> Working data
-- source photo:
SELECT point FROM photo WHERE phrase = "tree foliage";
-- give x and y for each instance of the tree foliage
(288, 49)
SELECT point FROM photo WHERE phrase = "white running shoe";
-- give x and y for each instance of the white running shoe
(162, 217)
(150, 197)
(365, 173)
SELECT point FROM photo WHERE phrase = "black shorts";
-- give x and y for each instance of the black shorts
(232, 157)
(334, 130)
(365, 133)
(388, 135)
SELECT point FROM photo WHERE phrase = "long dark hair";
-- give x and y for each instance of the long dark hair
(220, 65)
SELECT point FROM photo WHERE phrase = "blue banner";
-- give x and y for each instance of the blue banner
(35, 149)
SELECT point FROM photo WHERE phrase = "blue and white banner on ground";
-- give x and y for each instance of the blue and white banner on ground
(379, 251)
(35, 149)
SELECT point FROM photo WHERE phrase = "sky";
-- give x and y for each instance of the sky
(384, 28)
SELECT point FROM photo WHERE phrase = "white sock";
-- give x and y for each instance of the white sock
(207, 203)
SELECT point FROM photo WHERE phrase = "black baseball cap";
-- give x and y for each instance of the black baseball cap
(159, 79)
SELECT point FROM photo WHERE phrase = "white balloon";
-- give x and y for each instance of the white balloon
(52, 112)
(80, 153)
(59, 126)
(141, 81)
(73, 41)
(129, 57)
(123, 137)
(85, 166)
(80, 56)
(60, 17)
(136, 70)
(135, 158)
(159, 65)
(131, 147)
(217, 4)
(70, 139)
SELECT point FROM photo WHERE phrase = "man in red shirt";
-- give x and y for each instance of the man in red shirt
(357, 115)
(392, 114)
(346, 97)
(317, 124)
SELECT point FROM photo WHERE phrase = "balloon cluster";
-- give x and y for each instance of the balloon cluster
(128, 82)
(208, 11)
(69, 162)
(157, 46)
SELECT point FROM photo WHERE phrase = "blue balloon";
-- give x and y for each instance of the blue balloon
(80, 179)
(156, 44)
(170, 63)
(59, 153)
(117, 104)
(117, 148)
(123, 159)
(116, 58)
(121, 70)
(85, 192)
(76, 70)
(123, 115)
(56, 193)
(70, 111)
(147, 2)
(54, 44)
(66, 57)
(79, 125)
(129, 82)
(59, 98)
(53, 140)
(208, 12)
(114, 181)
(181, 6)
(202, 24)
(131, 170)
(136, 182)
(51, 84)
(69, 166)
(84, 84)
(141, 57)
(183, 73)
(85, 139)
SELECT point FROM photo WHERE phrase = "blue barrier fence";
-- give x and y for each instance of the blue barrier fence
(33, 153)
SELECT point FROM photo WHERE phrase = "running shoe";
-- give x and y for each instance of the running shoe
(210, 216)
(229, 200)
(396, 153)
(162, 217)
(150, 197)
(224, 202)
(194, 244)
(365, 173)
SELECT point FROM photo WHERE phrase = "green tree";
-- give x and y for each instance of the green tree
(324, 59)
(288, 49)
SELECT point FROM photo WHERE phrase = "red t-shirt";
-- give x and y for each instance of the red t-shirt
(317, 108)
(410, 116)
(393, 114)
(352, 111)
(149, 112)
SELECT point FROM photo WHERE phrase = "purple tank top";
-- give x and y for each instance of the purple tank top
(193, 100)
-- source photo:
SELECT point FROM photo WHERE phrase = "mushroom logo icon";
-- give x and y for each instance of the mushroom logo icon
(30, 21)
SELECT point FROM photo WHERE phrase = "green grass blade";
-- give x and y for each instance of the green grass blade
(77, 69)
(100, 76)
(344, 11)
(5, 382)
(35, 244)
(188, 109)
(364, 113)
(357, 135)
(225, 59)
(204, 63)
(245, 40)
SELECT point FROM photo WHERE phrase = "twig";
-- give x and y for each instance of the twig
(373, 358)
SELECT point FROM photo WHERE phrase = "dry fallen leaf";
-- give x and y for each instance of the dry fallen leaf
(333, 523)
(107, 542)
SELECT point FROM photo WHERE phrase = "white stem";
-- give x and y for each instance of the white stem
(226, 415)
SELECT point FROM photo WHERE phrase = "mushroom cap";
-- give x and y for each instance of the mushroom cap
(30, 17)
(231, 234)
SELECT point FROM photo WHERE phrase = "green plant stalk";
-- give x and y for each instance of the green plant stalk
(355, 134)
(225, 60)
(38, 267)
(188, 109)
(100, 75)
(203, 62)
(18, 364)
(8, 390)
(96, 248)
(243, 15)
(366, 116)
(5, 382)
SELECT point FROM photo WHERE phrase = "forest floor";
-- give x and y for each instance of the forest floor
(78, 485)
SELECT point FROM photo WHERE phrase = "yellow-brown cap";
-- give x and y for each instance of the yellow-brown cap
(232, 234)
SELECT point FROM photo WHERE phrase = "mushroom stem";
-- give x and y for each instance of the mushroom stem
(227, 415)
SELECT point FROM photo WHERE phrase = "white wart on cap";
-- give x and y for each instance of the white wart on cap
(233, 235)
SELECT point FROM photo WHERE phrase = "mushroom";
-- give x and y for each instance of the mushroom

> Task item
The records above are to be transcribed exactly, with nothing left out.

> Expected output
-- source photo:
SELECT point FROM photo WHERE phrase = "tree foliage";
-- give x and y for each instance of the tree foliage
(288, 49)
SELECT point FROM photo WHERE phrase = "white running shoe";
-- give x and y for each instance of the white running shoe
(162, 217)
(150, 197)
(365, 173)
SELECT point FROM photo WHERE phrase = "black shorts";
-- give x and y for each instance of the black shorts
(232, 157)
(334, 130)
(365, 133)
(388, 135)
SELECT point FROM photo WHERE phrase = "long dark hair";
-- give x and y for each instance of the long dark hair
(220, 65)
SELECT point FROM photo WHERE phrase = "blue banner";
-- give x and y for each instance of the blue banner
(35, 149)
SELECT point FROM photo WHERE phrase = "blue and white banner on ground";
-- give x and y for each instance of the blue and white banner on ground
(379, 251)
(35, 149)
SELECT point FROM photo WHERE phrase = "sky";
-- give x and y for each instance of the sky
(384, 28)
SELECT point FROM photo WHERE phrase = "white sock";
-- give x and y for each instance of the white sock
(207, 203)
SELECT point FROM photo WHERE phrase = "black baseball cap";
-- give x and y for each instance of the black baseball cap
(159, 79)
SELECT point FROM photo WHERE phrase = "white balloon";
-- give x and y for each instance of the white balloon
(52, 112)
(80, 153)
(59, 126)
(141, 81)
(73, 41)
(129, 57)
(123, 137)
(85, 166)
(80, 56)
(60, 17)
(136, 70)
(135, 158)
(159, 65)
(131, 147)
(217, 4)
(70, 139)
SELECT point FROM photo WHERE phrase = "man in red shirt";
-- give x and y for each instance of the man in red shirt
(357, 115)
(392, 114)
(346, 97)
(317, 124)
SELECT point FROM photo WHERE phrase = "balloon cluster";
-- give x and y for each instance of the balloon cluster
(128, 82)
(208, 11)
(69, 162)
(157, 46)
SELECT point FROM photo WHERE phrase = "blue balloon";
-- give x and y for each instance of the blue balloon
(80, 179)
(156, 44)
(170, 63)
(59, 153)
(117, 104)
(117, 148)
(123, 159)
(116, 58)
(121, 70)
(85, 192)
(76, 70)
(123, 115)
(56, 193)
(70, 111)
(147, 2)
(54, 44)
(66, 57)
(79, 125)
(129, 82)
(59, 98)
(53, 140)
(208, 12)
(114, 181)
(181, 6)
(202, 24)
(131, 170)
(136, 182)
(51, 84)
(69, 166)
(84, 84)
(141, 57)
(183, 73)
(85, 139)
SELECT point FROM photo WHERE phrase = "blue barrier fence";
-- give x and y for each instance of the blue barrier fence
(33, 153)
SELECT point FROM photo WHERE phrase = "running shoe";
-- give x and y for each instance of the running shoe
(210, 216)
(229, 200)
(396, 153)
(162, 217)
(150, 197)
(224, 202)
(194, 244)
(365, 173)
SELECT point FROM photo WHERE phrase = "green tree";
-- give x and y for each instance of the green tree
(324, 59)
(288, 49)
SELECT point FROM photo WHERE phrase = "red t-shirt";
-- give x and y for each instance of the red t-shirt
(317, 108)
(410, 116)
(393, 114)
(352, 111)
(149, 112)
SELECT point FROM photo WHERE phrase = "purple tank top";
-- give x and y for each instance of the purple tank top
(193, 100)
-- source photo:
SELECT point FROM photo WHERE phrase = "mushroom logo icon";
-- give x and y for each instance of the mushroom logo icon
(30, 21)
SELECT point FROM photo WHERE phrase = "green grass blade";
-- give x and y for each instance of the green grass blade
(77, 69)
(100, 76)
(344, 11)
(5, 382)
(35, 244)
(188, 109)
(364, 113)
(357, 135)
(225, 59)
(204, 63)
(245, 40)
SELECT point FROM photo WHERE phrase = "twig";
-- give x and y for each instance of the twig
(373, 358)
SELECT point FROM photo WHERE phrase = "dry fallen leaf";
-- give x and y for each instance of the dry fallen leaf
(333, 523)
(107, 542)
SELECT point FROM photo WHERE phrase = "white stem";
-- give x and y for each instance of the white stem
(226, 415)
SELECT point FROM photo WHERE phrase = "mushroom cap";
-- give x and y for each instance of the mushroom cap
(30, 17)
(231, 234)
SELECT point FROM photo WHERE phrase = "green plant stalk";
-- give x and y for each instance of the green plant stalk
(355, 134)
(225, 60)
(38, 267)
(188, 109)
(100, 75)
(203, 62)
(18, 364)
(8, 390)
(96, 248)
(243, 15)
(366, 116)
(5, 382)
SELECT point FROM photo WHERE phrase = "forest floor";
-- give x and y for each instance of the forest floor
(78, 485)
SELECT point FROM photo WHERE phrase = "yellow-brown cap";
-- give x and y for each instance of the yellow-brown cap
(232, 234)
SELECT point FROM photo WHERE phrase = "mushroom stem";
-- give x and y for each instance of the mushroom stem
(227, 415)
SELECT point FROM photo WHERE phrase = "white wart on cap";
-- give x and y for each instance of the white wart on cap
(233, 235)
SELECT point FROM photo WHERE phrase = "mushroom";
-- give x and y for each instance of the mushroom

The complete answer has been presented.